** Begin Excerpted data **

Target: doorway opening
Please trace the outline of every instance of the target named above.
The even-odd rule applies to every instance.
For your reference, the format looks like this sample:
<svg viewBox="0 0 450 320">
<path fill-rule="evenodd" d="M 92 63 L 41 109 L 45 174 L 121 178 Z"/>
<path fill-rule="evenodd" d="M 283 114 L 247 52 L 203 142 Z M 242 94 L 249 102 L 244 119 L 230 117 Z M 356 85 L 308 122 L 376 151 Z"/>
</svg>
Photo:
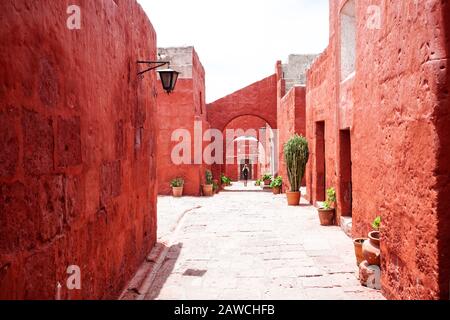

** End Excerpted data **

Count the lines in the items above that contain the string "path". Reply with the number alone.

_Worked answer_
2